## WHAT TO DO
Continue the text about invasive lionfish past its final sentence.

## TEXT SHOWN
____

First reported near Florida in the 1980s, lionfish have since spread throughout southeastern U.S. waters, the Gulf of Mexico, and the Caribbean Sea, taking over coasts from New York to Brazil. These brightly-striped ornamental fish, native to the Indo-Pacific, were believed to have been let loose in U.S. waters by the aquarium trade.The problem: with insatiable appetites (they’ve been found to eat over 70 fish/invertebrate species) these invasive creatures have since wreaked havoc on coral reefs and fisheries, eating both other species’ prey and grazers that clean algae from reefs. Plus, no predators have stepped in to gobble up the strange species, allowing the fish to reproduce relatively unchecked.
Still, scientists and environmentally-minded entrepreneurs alike have been taking action against ballooning lionfish populations, creating and testing everything from underwater robots to fish traps loaded with special recognition software, all designed to drastically lower the lionfish headcount. “It’s the inverse of every fisheries management plan you’ve ever heard of,” says marine biologist Corey Eddy, who focuses on lionfish near Bermuda. “Usually we’re trying to minimize the pressure on fish populations so they can rebound. Now we’re saying, let’s start wiping them out.”

____

## RECORD EXTRACTS
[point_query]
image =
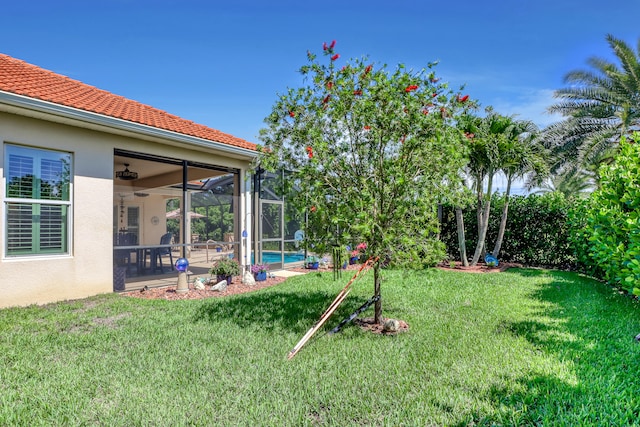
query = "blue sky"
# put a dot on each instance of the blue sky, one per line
(222, 63)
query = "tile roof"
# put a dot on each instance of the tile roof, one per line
(21, 78)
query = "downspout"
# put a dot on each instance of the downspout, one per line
(185, 207)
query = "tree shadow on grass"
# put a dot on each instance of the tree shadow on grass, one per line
(586, 326)
(296, 312)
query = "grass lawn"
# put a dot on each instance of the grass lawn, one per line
(523, 347)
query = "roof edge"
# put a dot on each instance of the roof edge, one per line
(52, 108)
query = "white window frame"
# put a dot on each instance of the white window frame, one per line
(38, 156)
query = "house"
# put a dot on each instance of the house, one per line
(88, 178)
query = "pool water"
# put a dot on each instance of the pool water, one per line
(275, 257)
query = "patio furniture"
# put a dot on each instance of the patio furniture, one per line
(163, 250)
(123, 255)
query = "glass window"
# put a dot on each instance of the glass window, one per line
(37, 201)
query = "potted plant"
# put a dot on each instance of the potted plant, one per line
(312, 262)
(260, 272)
(225, 269)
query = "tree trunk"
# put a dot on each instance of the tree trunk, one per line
(376, 293)
(462, 244)
(503, 220)
(484, 225)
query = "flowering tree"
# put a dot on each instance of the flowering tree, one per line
(371, 152)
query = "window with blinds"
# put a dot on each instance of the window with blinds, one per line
(37, 201)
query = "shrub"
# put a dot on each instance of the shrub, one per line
(612, 217)
(537, 232)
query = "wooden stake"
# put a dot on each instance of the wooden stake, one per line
(353, 315)
(329, 311)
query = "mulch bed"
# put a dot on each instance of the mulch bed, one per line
(237, 287)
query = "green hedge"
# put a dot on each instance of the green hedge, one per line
(607, 232)
(537, 232)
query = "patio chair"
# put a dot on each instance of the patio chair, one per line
(165, 240)
(123, 256)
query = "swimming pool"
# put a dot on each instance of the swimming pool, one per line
(276, 257)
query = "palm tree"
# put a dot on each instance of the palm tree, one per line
(599, 107)
(520, 154)
(570, 182)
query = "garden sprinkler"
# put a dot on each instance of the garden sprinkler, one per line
(182, 264)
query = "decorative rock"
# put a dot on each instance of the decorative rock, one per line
(248, 279)
(199, 283)
(220, 286)
(391, 325)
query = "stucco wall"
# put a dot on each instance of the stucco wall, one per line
(89, 269)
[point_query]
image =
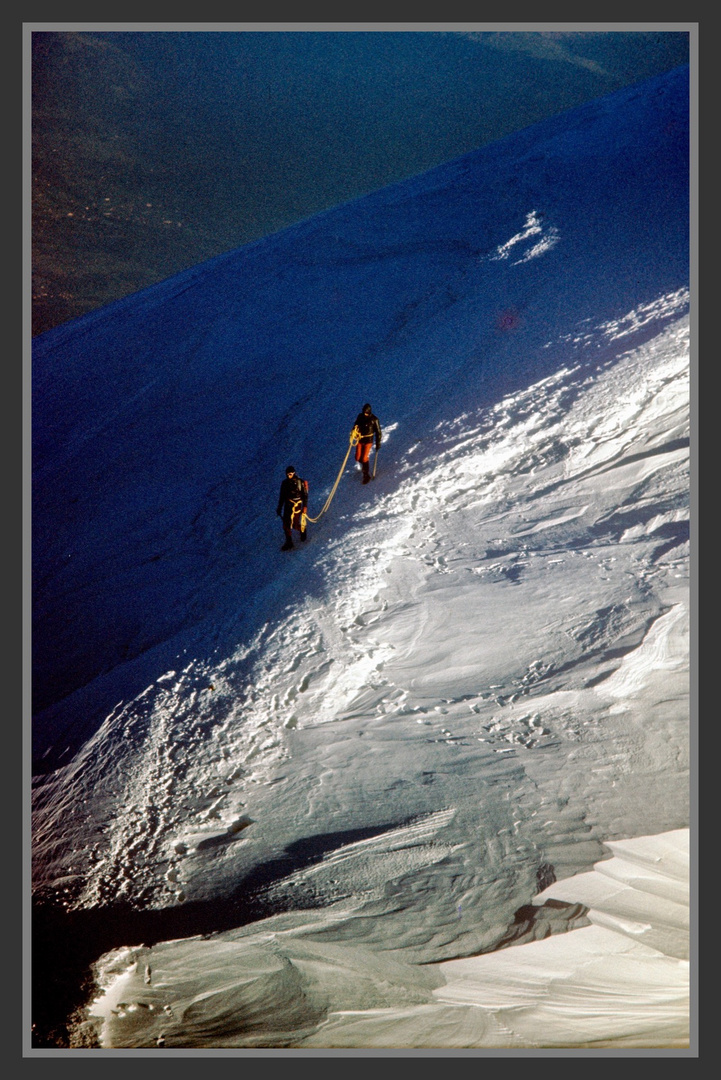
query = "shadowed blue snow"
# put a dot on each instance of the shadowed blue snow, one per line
(474, 675)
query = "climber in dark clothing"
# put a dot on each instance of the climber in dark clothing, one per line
(369, 429)
(293, 505)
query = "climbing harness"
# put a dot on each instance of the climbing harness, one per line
(355, 435)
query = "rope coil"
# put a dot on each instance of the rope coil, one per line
(355, 435)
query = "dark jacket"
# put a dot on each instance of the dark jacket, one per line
(291, 489)
(369, 428)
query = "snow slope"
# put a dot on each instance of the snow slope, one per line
(352, 766)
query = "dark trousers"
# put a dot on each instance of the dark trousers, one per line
(363, 454)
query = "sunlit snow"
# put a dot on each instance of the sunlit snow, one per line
(422, 782)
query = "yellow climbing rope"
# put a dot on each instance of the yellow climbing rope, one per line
(355, 435)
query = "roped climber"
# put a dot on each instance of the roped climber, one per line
(293, 507)
(369, 429)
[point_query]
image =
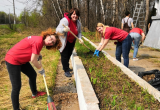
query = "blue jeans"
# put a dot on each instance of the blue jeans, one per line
(124, 49)
(136, 37)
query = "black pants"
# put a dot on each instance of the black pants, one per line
(66, 54)
(15, 77)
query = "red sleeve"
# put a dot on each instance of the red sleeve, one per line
(108, 33)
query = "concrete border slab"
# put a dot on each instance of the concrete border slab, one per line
(151, 90)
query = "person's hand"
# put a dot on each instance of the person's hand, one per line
(98, 52)
(41, 71)
(115, 43)
(39, 58)
(95, 52)
(66, 29)
(81, 41)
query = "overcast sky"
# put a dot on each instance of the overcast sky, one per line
(7, 5)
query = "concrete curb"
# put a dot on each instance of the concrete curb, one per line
(86, 95)
(151, 90)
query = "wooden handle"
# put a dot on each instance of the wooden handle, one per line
(71, 32)
(75, 36)
(45, 85)
(45, 81)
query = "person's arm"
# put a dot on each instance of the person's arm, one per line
(34, 61)
(132, 25)
(100, 44)
(149, 26)
(60, 27)
(79, 29)
(143, 37)
(122, 26)
(105, 42)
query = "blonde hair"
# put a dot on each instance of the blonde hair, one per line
(99, 35)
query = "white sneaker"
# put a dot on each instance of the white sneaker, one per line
(135, 59)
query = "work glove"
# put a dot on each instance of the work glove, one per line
(81, 41)
(39, 58)
(41, 71)
(98, 52)
(95, 52)
(66, 29)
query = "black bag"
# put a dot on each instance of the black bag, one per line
(125, 26)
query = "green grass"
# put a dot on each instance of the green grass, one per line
(49, 61)
(113, 88)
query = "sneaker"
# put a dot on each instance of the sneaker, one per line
(68, 74)
(38, 94)
(135, 59)
(140, 74)
(154, 82)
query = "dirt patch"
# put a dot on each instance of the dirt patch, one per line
(114, 89)
(65, 94)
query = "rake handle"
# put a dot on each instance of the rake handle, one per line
(45, 85)
(45, 81)
(75, 36)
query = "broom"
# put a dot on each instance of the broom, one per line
(50, 105)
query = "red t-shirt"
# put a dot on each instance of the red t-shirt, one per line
(137, 30)
(21, 52)
(113, 33)
(73, 28)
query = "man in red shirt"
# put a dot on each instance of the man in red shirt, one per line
(136, 34)
(18, 58)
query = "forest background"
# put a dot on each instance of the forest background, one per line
(109, 12)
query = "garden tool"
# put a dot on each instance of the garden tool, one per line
(78, 39)
(50, 103)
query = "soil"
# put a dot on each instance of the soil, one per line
(65, 94)
(113, 88)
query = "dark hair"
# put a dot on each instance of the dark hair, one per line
(58, 43)
(71, 12)
(127, 13)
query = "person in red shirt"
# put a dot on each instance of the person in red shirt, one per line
(72, 23)
(136, 34)
(18, 58)
(111, 33)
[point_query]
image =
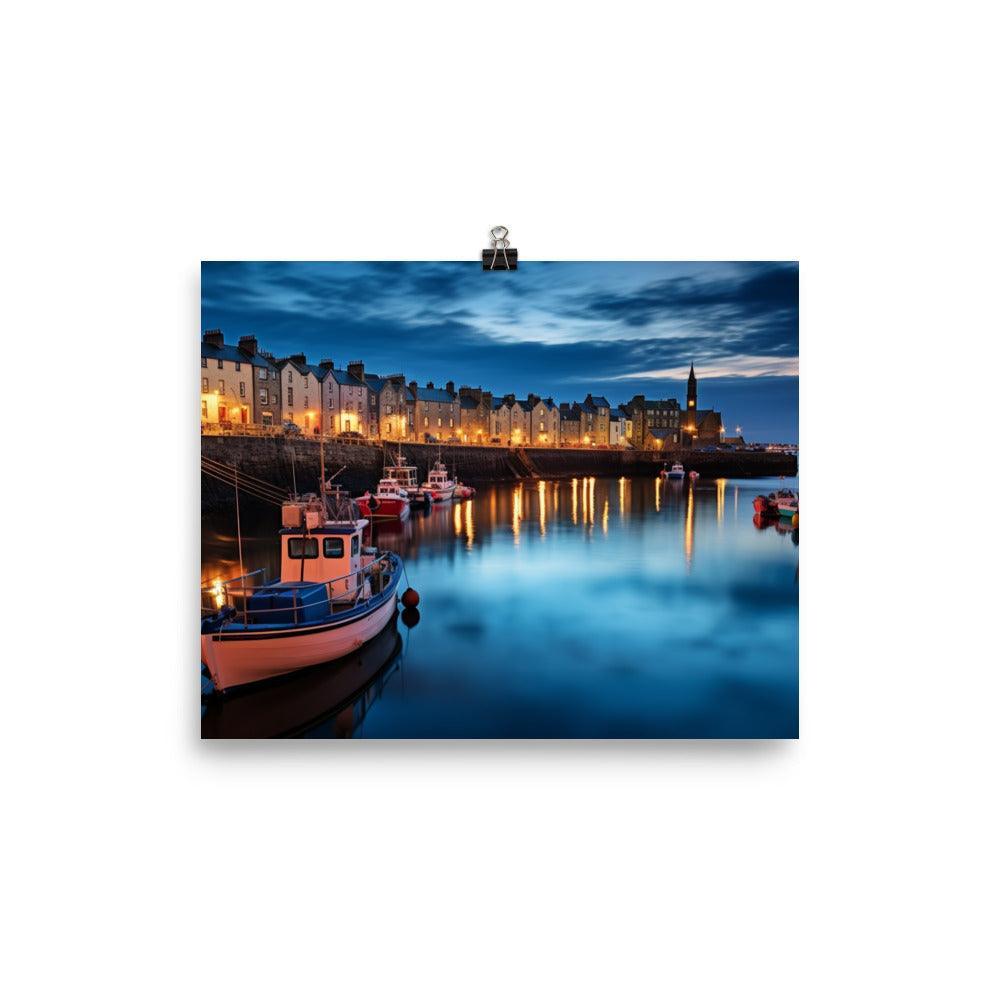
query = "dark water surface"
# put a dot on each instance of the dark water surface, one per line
(587, 608)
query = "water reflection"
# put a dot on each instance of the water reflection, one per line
(533, 624)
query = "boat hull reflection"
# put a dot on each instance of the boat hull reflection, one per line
(339, 692)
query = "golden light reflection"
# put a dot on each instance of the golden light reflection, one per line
(689, 528)
(470, 531)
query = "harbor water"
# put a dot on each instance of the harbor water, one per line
(594, 607)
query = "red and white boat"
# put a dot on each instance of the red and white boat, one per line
(333, 595)
(438, 486)
(389, 502)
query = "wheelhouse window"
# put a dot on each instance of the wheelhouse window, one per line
(303, 548)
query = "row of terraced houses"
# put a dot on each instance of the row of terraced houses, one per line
(245, 387)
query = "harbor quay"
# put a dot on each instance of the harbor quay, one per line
(293, 462)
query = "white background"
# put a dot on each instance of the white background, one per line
(858, 138)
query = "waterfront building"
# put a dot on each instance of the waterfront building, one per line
(616, 428)
(701, 427)
(232, 379)
(500, 430)
(345, 400)
(389, 416)
(569, 424)
(543, 421)
(600, 432)
(475, 414)
(435, 411)
(301, 392)
(520, 421)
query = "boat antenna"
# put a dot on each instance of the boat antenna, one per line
(239, 541)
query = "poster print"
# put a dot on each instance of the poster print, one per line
(557, 502)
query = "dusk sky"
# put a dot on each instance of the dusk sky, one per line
(557, 329)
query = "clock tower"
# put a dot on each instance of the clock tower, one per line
(691, 413)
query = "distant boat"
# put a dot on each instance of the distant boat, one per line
(406, 476)
(389, 502)
(333, 595)
(788, 504)
(438, 485)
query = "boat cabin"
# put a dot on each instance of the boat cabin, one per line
(319, 551)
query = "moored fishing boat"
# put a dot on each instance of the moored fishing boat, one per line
(787, 503)
(438, 486)
(389, 502)
(406, 476)
(333, 595)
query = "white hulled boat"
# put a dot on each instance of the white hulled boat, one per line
(332, 596)
(438, 485)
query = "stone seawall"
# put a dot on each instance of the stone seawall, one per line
(288, 462)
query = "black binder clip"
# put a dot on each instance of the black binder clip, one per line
(502, 257)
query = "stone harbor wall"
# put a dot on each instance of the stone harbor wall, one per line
(295, 462)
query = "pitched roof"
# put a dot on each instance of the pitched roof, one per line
(342, 377)
(230, 353)
(434, 396)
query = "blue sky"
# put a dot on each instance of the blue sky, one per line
(556, 328)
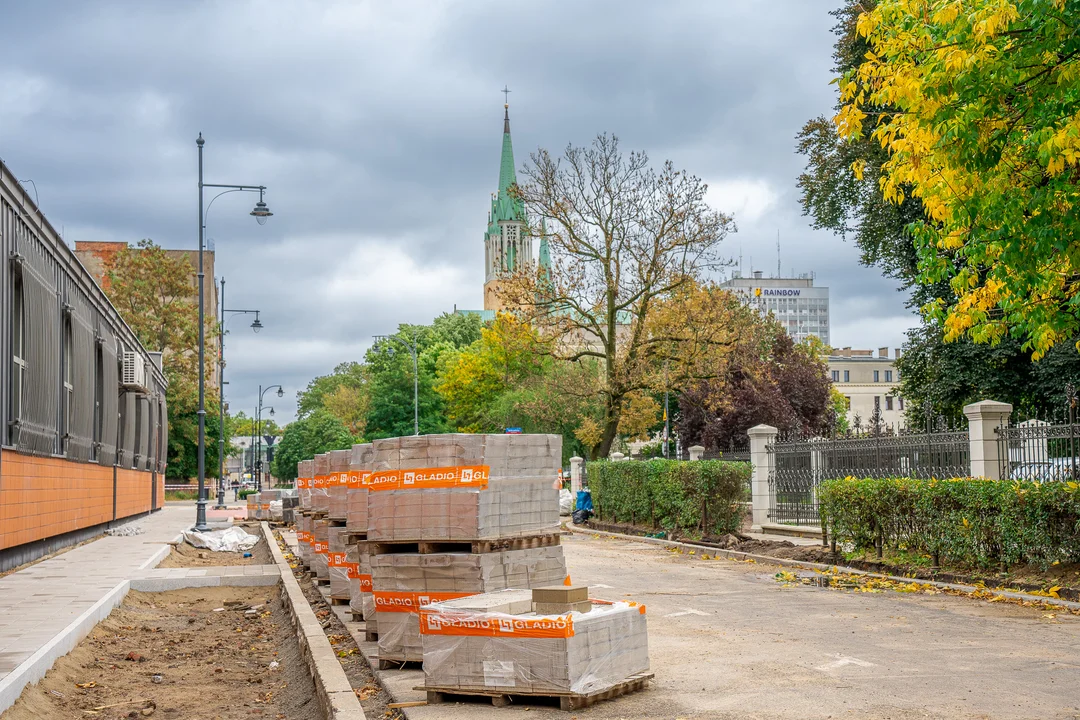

____

## FINAL ANSWER
Though strategies like hosting spearfishing tournaments and giving out special lionfish culling permits can help individuals nab hundreds of lionfish in a day, this is nothing compared with the two million eggs a female lionfish could spawn every year. Add that to the fact that they can lurk below 130 feet, too deep for average divers, and scientists have speculated that robots may be better than humans at controlling lionfish populations.
Colin Angle, cofounder of iRobot, had this same thought while diving in Bermuda, only natural since his company has created robots from the Roomba to radioactive nuclear waste cleaners. Inspired by the idea to employ robots in lionsih control, Angle and his wife, biochemist Erika Ebbel, began nonprofit Robots in Service of the Environment (RISE), with the goal of creating an affordable autonomous underwater robot that lethally shocks lionfish by early next year. RISE members feel that lionfish could ultimately become the next popular delicacy, a demand that would vastly help limit lionfish populations. “Ultimately the way this becomes a success is by creating a market and the interest of consumers in eating lionfish,” says John Rizzi, executive director of RISE. “The best way to challenge the sustainability of a species is for humans to eat it. Whether that’s good or bad, in this case that will benefit the environment.”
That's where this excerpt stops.